THE INPUT

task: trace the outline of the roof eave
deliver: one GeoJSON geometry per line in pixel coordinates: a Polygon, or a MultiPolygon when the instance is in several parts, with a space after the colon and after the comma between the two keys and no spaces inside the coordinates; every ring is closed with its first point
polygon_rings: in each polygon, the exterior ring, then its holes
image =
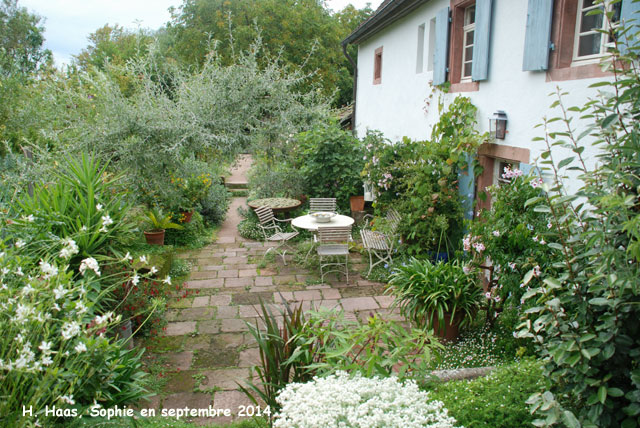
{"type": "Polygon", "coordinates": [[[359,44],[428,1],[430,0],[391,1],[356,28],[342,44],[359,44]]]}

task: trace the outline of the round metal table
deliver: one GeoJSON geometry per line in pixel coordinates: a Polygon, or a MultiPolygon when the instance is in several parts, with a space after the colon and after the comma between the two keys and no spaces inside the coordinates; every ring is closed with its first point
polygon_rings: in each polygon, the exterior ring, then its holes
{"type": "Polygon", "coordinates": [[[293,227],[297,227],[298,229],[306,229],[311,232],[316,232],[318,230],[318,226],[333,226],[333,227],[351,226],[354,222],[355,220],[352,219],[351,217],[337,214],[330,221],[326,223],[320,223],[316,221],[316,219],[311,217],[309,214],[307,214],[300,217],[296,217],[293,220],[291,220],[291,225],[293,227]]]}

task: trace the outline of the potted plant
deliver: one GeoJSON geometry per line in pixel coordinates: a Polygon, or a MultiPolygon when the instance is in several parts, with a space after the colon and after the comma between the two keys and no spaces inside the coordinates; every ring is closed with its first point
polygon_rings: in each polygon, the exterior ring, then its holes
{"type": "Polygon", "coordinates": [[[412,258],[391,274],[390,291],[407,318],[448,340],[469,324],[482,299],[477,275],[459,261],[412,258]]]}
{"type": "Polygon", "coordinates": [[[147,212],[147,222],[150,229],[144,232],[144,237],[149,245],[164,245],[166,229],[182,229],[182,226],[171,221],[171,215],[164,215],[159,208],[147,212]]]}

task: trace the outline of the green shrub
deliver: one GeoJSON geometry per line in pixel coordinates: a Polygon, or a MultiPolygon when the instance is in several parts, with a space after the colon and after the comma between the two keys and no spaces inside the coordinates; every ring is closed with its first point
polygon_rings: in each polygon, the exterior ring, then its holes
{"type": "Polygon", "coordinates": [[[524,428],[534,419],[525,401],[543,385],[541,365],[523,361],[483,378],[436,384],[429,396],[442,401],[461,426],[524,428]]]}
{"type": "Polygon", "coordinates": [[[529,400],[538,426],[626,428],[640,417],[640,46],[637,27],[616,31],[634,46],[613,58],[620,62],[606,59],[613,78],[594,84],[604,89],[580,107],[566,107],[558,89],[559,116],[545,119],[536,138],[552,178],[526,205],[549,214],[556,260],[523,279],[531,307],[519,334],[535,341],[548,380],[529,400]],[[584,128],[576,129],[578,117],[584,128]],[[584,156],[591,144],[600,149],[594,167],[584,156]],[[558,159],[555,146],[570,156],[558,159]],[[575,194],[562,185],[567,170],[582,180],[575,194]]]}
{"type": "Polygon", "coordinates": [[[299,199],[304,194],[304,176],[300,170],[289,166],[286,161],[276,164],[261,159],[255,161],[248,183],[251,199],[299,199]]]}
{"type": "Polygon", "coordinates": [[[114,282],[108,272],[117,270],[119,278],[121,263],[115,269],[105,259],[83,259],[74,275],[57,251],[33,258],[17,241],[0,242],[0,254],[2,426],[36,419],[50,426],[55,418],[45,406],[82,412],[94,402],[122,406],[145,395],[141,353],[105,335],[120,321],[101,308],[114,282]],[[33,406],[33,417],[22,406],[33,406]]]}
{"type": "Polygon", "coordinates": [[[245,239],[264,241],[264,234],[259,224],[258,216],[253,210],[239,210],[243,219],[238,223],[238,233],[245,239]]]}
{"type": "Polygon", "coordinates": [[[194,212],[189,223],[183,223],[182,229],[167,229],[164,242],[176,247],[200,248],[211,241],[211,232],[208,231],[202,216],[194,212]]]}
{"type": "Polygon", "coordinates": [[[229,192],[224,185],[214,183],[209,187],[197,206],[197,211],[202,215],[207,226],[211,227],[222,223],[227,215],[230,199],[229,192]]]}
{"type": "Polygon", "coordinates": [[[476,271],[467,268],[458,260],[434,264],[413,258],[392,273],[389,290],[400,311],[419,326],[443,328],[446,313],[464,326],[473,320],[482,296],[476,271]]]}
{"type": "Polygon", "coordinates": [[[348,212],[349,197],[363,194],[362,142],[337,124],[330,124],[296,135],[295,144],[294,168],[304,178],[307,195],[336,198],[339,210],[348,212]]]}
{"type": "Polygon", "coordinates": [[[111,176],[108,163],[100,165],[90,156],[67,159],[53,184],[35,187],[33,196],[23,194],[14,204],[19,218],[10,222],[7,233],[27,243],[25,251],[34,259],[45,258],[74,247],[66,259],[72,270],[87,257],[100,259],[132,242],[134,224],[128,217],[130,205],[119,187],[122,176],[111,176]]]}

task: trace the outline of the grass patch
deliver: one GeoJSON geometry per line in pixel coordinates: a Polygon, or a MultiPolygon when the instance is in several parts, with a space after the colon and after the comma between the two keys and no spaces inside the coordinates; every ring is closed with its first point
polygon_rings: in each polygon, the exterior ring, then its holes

EXERCISE OBJECTIVE
Where the string "trace" occurs in a line of the listing, copy the line.

SOLUTION FOR THIS TASK
task: trace the outline of the roof eave
task: trace the outline of the round metal table
task: trace the outline of the potted plant
task: trace the outline of the green shrub
task: trace the outline of the grass patch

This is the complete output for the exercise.